**WHAT THIS EXERCISE ASKS:**
1. Please list the farming practices that the agroecology soil management notes say come from combining traditional agricultural knowledge with modern science.
2. Extend the agroecology soil management notes past their final bullet on soil porosity, keeping the same bulleted style.
== PAGE EXCERPT ==
Agroecology Soil Management

• One vital principle of agroecology that contrasts itself with more conventional agronomic approaches is its focus on, among other things, soil management and the recycling of nutrients.
• Incorporation of traditional agricultural knowledge and modern science – gives way to polycultures, agroforestry, cover cropping, and the integration of livestock. Soil managaement often overlooked in convention farming systems, and most notably in Africa.
• Three distinct and interrelated categories to divide soil management: physical structure, nutrient dynamics, and biota.
o Modern agriculture since the Green Revolution has impacted all three of these categories by compensating long-term sustainability for short-term gain in nutrient status
o Physical Structure – soil texture an important property and the structure of the soil is a result of the nature of soil interacting with the biota.
• Pore space distribution becomes crucial for determining the uptake of water by crops in an agricultural system. With too much pore space, there are increased levels of evaporation and an overall net loss in moisture. When there is too little pore space, water cannot go into fine pores and most water is lost as runoff.
• Porosity of the soil is important in its role in crop growth in agricultural systems and also in environmental quality, due to the fact that runoff can be generated from low porosity soils.
===
== RECORD EXCERPTS ==
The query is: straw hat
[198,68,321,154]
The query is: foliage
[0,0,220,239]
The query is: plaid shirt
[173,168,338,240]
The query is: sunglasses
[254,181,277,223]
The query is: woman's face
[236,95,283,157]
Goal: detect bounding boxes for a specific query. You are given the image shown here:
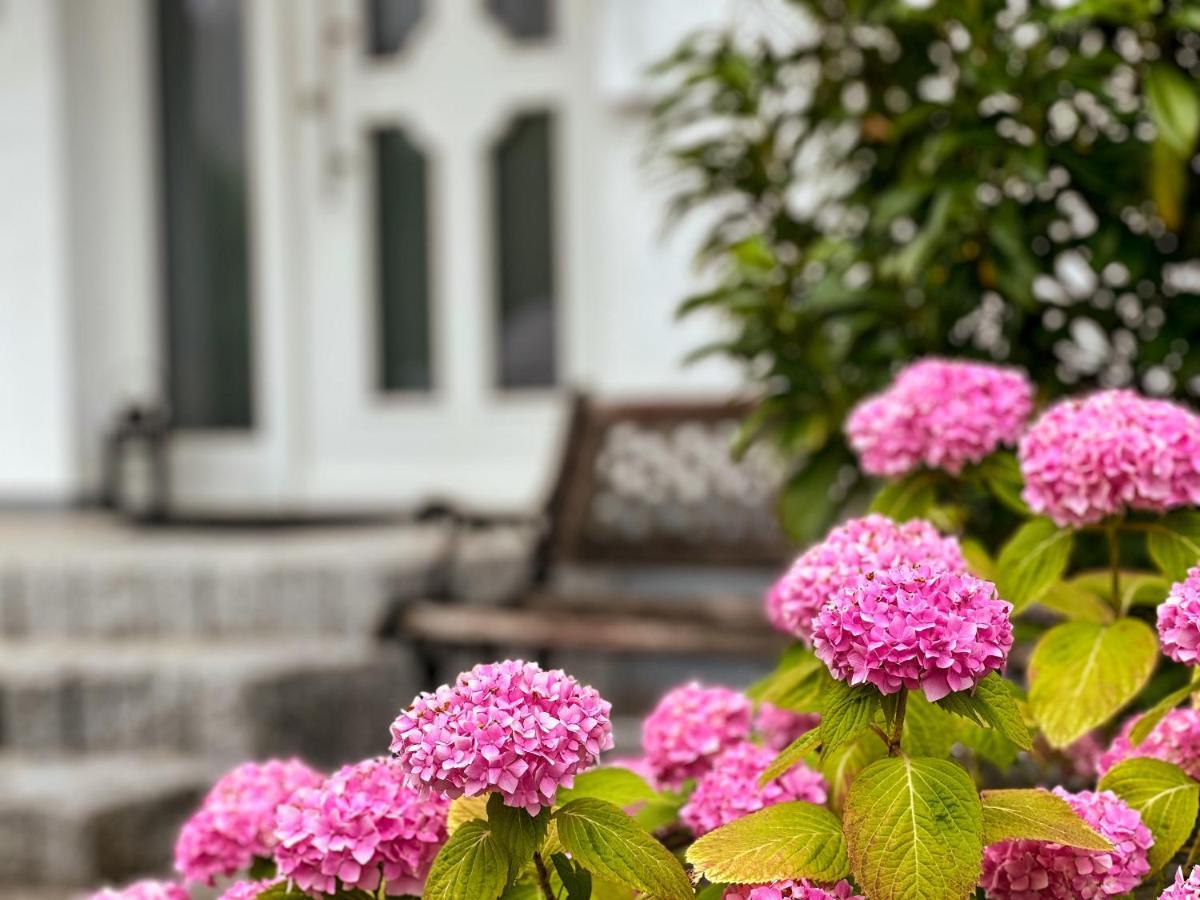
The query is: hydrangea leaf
[558,766,662,806]
[1098,757,1200,872]
[937,672,1033,750]
[421,821,509,900]
[1146,510,1200,581]
[980,787,1112,850]
[1030,618,1158,748]
[844,756,983,900]
[554,797,695,900]
[688,800,848,884]
[996,518,1074,613]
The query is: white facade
[0,0,739,512]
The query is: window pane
[487,0,553,41]
[158,0,252,427]
[374,128,433,390]
[493,113,556,388]
[367,0,425,56]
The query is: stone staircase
[0,515,445,900]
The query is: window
[157,0,252,428]
[373,128,433,391]
[492,113,556,388]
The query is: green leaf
[816,679,880,757]
[937,672,1033,750]
[1129,684,1195,746]
[421,821,509,900]
[871,472,937,522]
[688,800,848,884]
[996,518,1074,614]
[1030,618,1158,748]
[554,797,695,900]
[758,725,821,787]
[980,787,1112,850]
[1099,758,1200,871]
[1146,510,1200,581]
[558,766,662,808]
[844,756,983,900]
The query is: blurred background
[0,0,1200,900]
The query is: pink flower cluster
[846,359,1033,478]
[679,742,828,838]
[391,660,612,815]
[767,514,966,643]
[275,758,450,894]
[1158,865,1200,900]
[722,881,866,900]
[812,565,1013,700]
[1018,390,1200,526]
[979,787,1154,900]
[754,703,821,750]
[642,682,754,790]
[175,760,325,884]
[1096,707,1200,779]
[91,881,187,900]
[1158,565,1200,666]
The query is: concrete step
[0,754,211,896]
[0,638,418,766]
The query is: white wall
[0,0,79,502]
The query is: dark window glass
[492,113,556,388]
[158,0,252,428]
[487,0,553,41]
[374,128,433,390]
[367,0,425,56]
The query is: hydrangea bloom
[175,760,325,884]
[679,743,828,838]
[1158,565,1200,666]
[846,359,1033,478]
[767,514,966,643]
[979,787,1154,900]
[391,660,612,815]
[91,881,187,900]
[642,682,754,790]
[1018,390,1200,526]
[722,881,866,900]
[1158,865,1200,900]
[1096,707,1200,779]
[275,758,450,894]
[754,703,821,750]
[812,565,1013,700]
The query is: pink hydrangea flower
[275,758,450,894]
[979,787,1154,900]
[767,514,966,643]
[91,881,187,900]
[679,742,828,838]
[1018,390,1200,526]
[217,878,283,900]
[391,660,612,815]
[754,703,821,750]
[722,881,866,900]
[1158,565,1200,666]
[1096,707,1200,779]
[812,565,1013,700]
[175,760,325,884]
[642,682,754,790]
[1158,865,1200,900]
[846,359,1033,478]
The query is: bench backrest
[539,395,791,577]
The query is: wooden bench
[390,395,792,682]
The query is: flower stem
[533,851,558,900]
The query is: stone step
[0,638,419,766]
[0,754,211,896]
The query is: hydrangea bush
[84,360,1200,900]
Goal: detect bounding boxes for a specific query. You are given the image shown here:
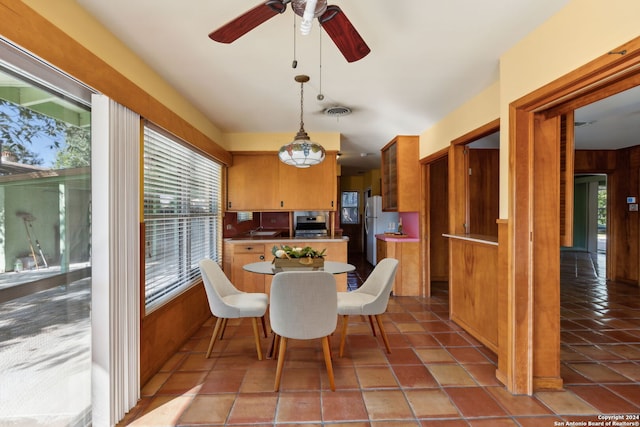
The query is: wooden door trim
[419,147,450,297]
[508,37,640,394]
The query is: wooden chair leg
[273,337,287,391]
[220,319,229,340]
[367,315,377,337]
[260,316,268,338]
[339,315,349,357]
[322,336,336,391]
[206,317,225,359]
[251,317,262,360]
[271,332,280,359]
[376,314,391,353]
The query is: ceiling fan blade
[209,0,288,43]
[318,6,371,62]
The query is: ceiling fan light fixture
[291,0,327,36]
[278,75,325,168]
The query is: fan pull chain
[316,24,324,101]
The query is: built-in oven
[294,215,328,238]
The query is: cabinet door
[381,135,420,212]
[382,142,398,211]
[278,153,337,211]
[227,153,280,211]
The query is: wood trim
[508,37,640,394]
[449,144,468,234]
[532,114,560,390]
[506,105,533,395]
[559,111,575,247]
[496,219,513,385]
[0,0,231,165]
[451,118,500,145]
[512,37,640,115]
[418,161,431,297]
[420,147,450,165]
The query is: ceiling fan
[209,0,371,62]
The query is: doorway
[501,36,640,394]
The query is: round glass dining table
[242,261,356,274]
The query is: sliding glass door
[0,43,91,425]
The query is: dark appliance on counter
[295,215,329,238]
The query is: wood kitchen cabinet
[376,239,422,297]
[227,152,337,211]
[279,153,338,211]
[381,135,420,212]
[227,153,281,211]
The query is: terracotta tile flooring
[121,252,640,427]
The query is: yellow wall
[225,132,340,151]
[23,0,228,149]
[24,0,340,151]
[420,0,640,218]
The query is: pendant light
[278,75,325,168]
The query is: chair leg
[322,336,336,391]
[271,332,280,359]
[367,315,377,337]
[251,317,262,360]
[220,319,229,340]
[273,337,287,391]
[339,315,349,357]
[206,317,226,359]
[376,314,391,353]
[260,316,268,338]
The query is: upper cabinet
[276,153,338,211]
[227,152,337,211]
[227,153,280,211]
[381,135,420,212]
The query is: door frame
[498,37,640,395]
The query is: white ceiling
[76,0,640,175]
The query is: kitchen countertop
[224,235,349,243]
[376,233,420,242]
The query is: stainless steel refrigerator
[364,196,398,265]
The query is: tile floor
[120,252,640,427]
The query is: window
[340,191,360,224]
[144,124,222,312]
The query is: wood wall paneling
[449,238,498,353]
[140,283,211,384]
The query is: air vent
[324,106,351,117]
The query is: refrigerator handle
[364,200,369,235]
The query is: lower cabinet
[223,239,348,294]
[376,239,423,296]
[223,243,271,292]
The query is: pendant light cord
[291,13,298,68]
[300,82,304,132]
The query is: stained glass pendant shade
[278,75,325,168]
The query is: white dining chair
[338,258,398,357]
[269,271,338,391]
[198,258,269,360]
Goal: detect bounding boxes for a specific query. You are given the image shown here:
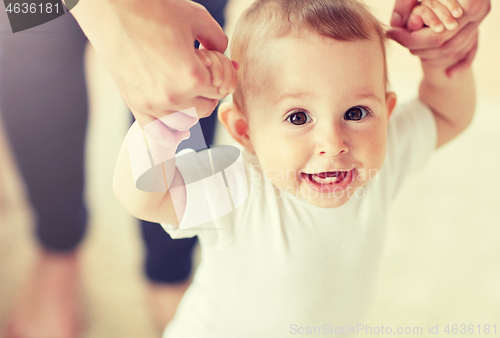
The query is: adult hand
[387,0,491,77]
[71,0,231,126]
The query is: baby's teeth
[312,175,337,183]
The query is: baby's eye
[286,111,311,126]
[344,107,369,121]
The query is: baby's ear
[218,102,254,153]
[385,92,398,120]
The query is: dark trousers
[0,0,227,282]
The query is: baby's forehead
[239,33,385,108]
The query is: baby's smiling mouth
[300,169,353,186]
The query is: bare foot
[148,280,191,331]
[5,251,80,338]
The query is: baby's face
[246,33,395,208]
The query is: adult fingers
[387,28,458,50]
[432,0,464,19]
[424,0,458,33]
[193,5,228,53]
[391,0,418,28]
[446,36,478,78]
[411,23,477,59]
[220,54,236,95]
[421,30,477,68]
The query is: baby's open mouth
[303,171,349,184]
[300,168,355,193]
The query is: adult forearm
[420,64,476,132]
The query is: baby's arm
[113,50,237,225]
[412,0,477,148]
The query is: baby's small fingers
[424,0,458,33]
[406,14,424,32]
[412,5,444,33]
[207,52,224,88]
[439,0,464,19]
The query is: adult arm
[387,0,491,77]
[71,0,227,126]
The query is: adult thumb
[194,10,228,53]
[391,0,418,28]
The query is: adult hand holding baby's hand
[71,0,231,126]
[387,0,491,77]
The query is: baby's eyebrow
[276,91,313,104]
[356,92,382,103]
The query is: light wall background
[0,0,500,338]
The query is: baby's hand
[406,0,463,33]
[197,49,239,109]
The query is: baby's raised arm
[389,0,489,148]
[113,50,237,225]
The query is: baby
[114,0,475,338]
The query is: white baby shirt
[162,99,437,338]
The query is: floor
[0,0,500,338]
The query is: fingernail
[432,23,444,33]
[446,21,458,30]
[451,7,464,19]
[391,12,403,27]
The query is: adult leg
[0,13,88,338]
[141,0,227,329]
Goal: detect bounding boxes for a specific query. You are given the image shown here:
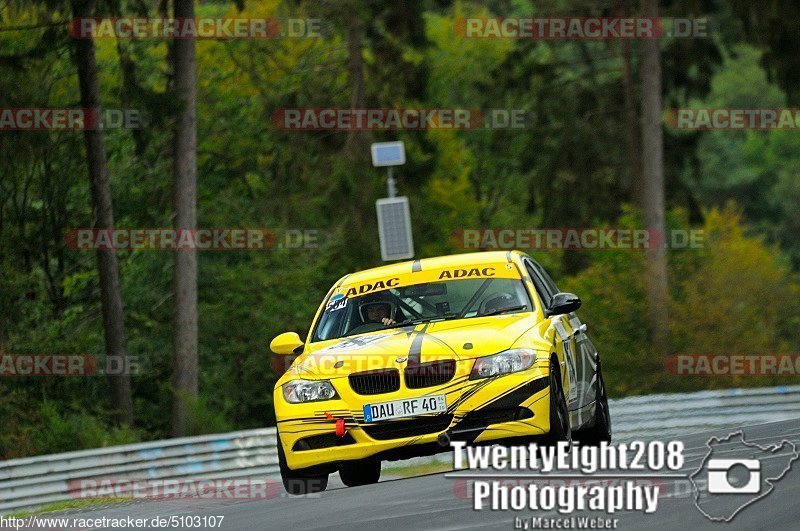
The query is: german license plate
[364,395,447,422]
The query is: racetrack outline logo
[689,430,800,523]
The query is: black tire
[339,459,381,487]
[278,440,328,496]
[575,362,611,446]
[545,358,572,444]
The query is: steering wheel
[347,323,386,336]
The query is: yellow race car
[270,251,611,494]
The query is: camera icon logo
[707,459,761,494]
[688,430,800,522]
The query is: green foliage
[0,0,800,458]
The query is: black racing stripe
[408,323,429,365]
[450,377,549,443]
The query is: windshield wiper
[387,316,445,328]
[478,304,528,317]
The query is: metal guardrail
[0,386,800,512]
[609,385,800,442]
[0,428,279,511]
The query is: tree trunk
[345,16,369,158]
[172,0,198,437]
[640,0,669,355]
[617,0,644,206]
[72,0,133,426]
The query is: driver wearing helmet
[360,301,396,325]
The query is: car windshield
[312,278,532,341]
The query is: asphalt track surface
[56,419,800,531]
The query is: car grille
[361,415,453,441]
[349,369,400,395]
[405,360,456,389]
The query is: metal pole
[386,166,397,197]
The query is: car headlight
[469,348,536,380]
[283,380,336,404]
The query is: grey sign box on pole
[375,196,414,261]
[370,142,406,168]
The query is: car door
[526,257,596,428]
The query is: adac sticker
[439,267,495,280]
[325,293,347,312]
[345,277,400,297]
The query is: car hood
[289,312,546,378]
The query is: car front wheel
[546,359,572,444]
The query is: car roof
[337,251,523,285]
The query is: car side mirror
[547,293,581,317]
[269,332,303,354]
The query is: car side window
[532,262,561,295]
[525,260,554,308]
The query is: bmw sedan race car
[270,251,611,494]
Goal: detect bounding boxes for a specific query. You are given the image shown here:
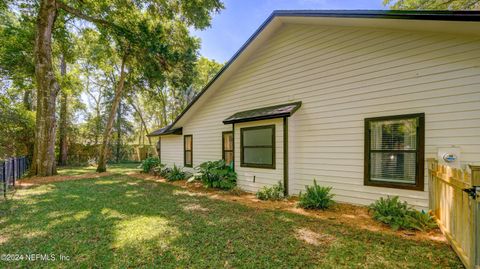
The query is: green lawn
[0,165,462,268]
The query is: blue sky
[193,0,386,62]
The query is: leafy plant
[256,181,285,201]
[165,164,188,181]
[152,163,167,176]
[298,179,335,209]
[138,157,160,173]
[369,196,436,231]
[197,160,237,190]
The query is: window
[222,132,233,165]
[240,125,275,169]
[183,135,193,167]
[365,114,425,190]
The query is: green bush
[152,163,166,176]
[369,196,436,231]
[197,160,237,190]
[298,179,335,209]
[256,181,285,201]
[165,164,188,181]
[138,157,160,173]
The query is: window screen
[365,114,424,191]
[222,132,233,165]
[241,125,275,168]
[183,135,193,167]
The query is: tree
[19,0,223,176]
[383,0,480,10]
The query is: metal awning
[147,125,182,136]
[223,102,302,124]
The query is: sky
[192,0,386,63]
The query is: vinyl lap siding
[171,25,480,208]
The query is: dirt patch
[128,173,447,243]
[16,172,111,188]
[295,228,335,246]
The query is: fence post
[469,165,480,269]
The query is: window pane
[243,127,273,146]
[185,151,192,165]
[370,118,418,150]
[243,148,273,165]
[225,151,233,165]
[370,152,416,184]
[223,133,233,150]
[185,136,192,150]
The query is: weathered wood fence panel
[0,157,28,197]
[428,159,480,269]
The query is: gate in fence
[428,159,480,269]
[0,157,28,197]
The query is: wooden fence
[428,159,480,269]
[0,157,28,197]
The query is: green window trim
[240,124,276,169]
[183,135,193,167]
[364,113,425,191]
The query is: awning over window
[223,102,302,124]
[147,125,182,136]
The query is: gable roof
[148,10,480,134]
[223,102,302,124]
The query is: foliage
[255,181,285,201]
[139,157,160,173]
[383,0,480,10]
[369,196,436,231]
[165,164,188,181]
[298,179,334,209]
[197,160,237,190]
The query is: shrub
[139,157,160,173]
[165,164,187,181]
[152,163,166,175]
[256,181,285,201]
[197,160,237,190]
[298,179,335,209]
[369,196,436,231]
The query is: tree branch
[56,0,116,27]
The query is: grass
[0,162,462,268]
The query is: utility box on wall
[437,146,461,168]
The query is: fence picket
[428,159,480,269]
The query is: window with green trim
[183,135,193,167]
[365,114,425,190]
[240,125,275,169]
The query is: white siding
[162,24,480,208]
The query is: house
[147,11,480,208]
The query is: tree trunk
[31,0,60,176]
[116,102,122,163]
[131,101,152,145]
[97,55,127,173]
[58,55,68,166]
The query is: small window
[240,125,275,169]
[365,114,425,190]
[183,135,193,167]
[222,132,233,165]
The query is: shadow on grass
[0,175,461,268]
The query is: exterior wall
[162,24,480,208]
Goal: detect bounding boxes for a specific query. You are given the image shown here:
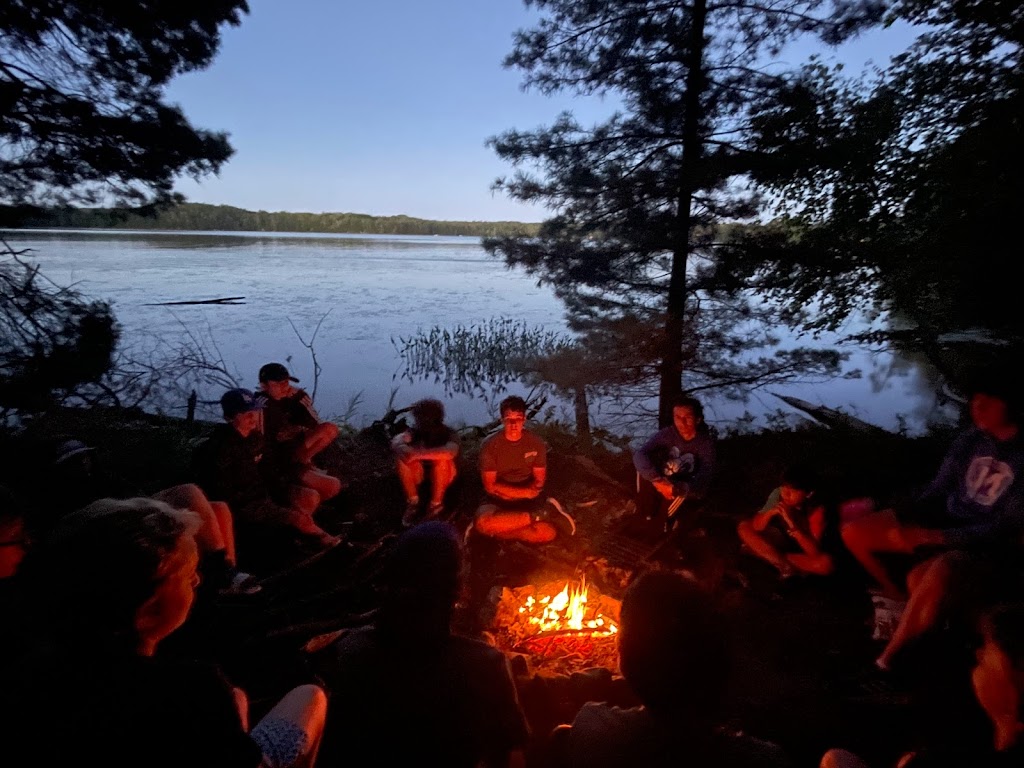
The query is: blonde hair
[33,498,202,641]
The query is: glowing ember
[519,581,618,635]
[494,581,620,674]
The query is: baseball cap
[220,389,266,419]
[259,362,298,384]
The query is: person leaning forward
[194,389,341,547]
[474,395,575,544]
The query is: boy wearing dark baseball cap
[194,389,341,547]
[259,362,342,504]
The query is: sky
[167,0,911,221]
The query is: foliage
[391,317,571,398]
[0,0,248,206]
[737,0,1024,379]
[0,203,537,238]
[0,243,121,414]
[485,0,880,423]
[0,240,239,415]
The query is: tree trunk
[657,0,708,427]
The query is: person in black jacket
[194,389,341,547]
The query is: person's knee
[473,512,501,536]
[316,421,340,442]
[292,488,321,514]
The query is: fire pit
[493,579,620,676]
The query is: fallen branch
[142,296,246,306]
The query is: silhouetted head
[26,498,201,651]
[377,520,463,640]
[412,398,444,430]
[618,570,731,716]
[498,394,526,418]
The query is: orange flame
[519,580,618,635]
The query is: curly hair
[27,498,202,644]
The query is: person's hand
[651,477,676,501]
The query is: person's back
[318,521,527,768]
[0,644,260,768]
[193,417,269,510]
[322,627,525,768]
[0,499,260,768]
[563,570,788,768]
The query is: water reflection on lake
[4,230,950,433]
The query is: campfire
[494,580,620,675]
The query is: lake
[3,229,937,434]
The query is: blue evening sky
[168,0,910,221]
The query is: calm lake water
[3,230,936,434]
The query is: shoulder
[288,389,313,408]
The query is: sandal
[220,570,263,595]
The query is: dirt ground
[4,409,984,768]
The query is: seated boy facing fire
[550,570,790,768]
[259,362,343,501]
[472,395,575,544]
[736,464,834,579]
[633,395,715,531]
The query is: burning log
[494,581,620,675]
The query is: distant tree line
[0,203,539,238]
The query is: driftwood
[772,392,892,435]
[142,296,246,306]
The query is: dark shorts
[478,493,548,514]
[761,522,804,555]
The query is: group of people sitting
[0,364,1024,768]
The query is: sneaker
[401,499,420,528]
[220,570,263,595]
[542,497,575,539]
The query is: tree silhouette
[0,0,248,207]
[485,0,881,424]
===
**ANSWERS PER TASK:**
1.
- Polycultures
- Agroforestry
- Cover cropping
- The integration of livestock

2.
o Nutrient Dynamics and Biota – the biota of agricultural systems has a distinct effect on nutrient dynamics, just as nutrient limitations in a given soil can exclude certain types of biota.
• Microorganisms and other types of plant and animal life is key in nutrient cycling within an agroecological system, as they are low-input ways of harboring available nutrients for crops.
• Microogranisms knows as N-fixers in the soil make N in a form that is useful for plants. They can exist in a mutualism with legumes. Legumes then become an important rotational or polyculture crop for many agroecosystems as they are planted to fix N in the soil through their fixing bacteria.
• Intercropping legumes and non-legumes in agroecosystems could facilitate the growth of non-legumes by supplying it with the extra nitrate in the soil.
• In agroecosystems, the N is removed when harvesting crops and can be returned to the system in the form of human manure when it is applied.
o Earthworms are important in agroecosystems because they promote dispersal of mycrorrhizal fungi and suppress diseases as well as turning the soil and effectively fertilizing it. Also, can protect the soil against erosion and create a more healthy soil structure.
o Trees in agroforestry serve as nutrient pumps, decrease soil erosion, and increase productivity by providing shade and conserve water in arid regions such as Nigeria.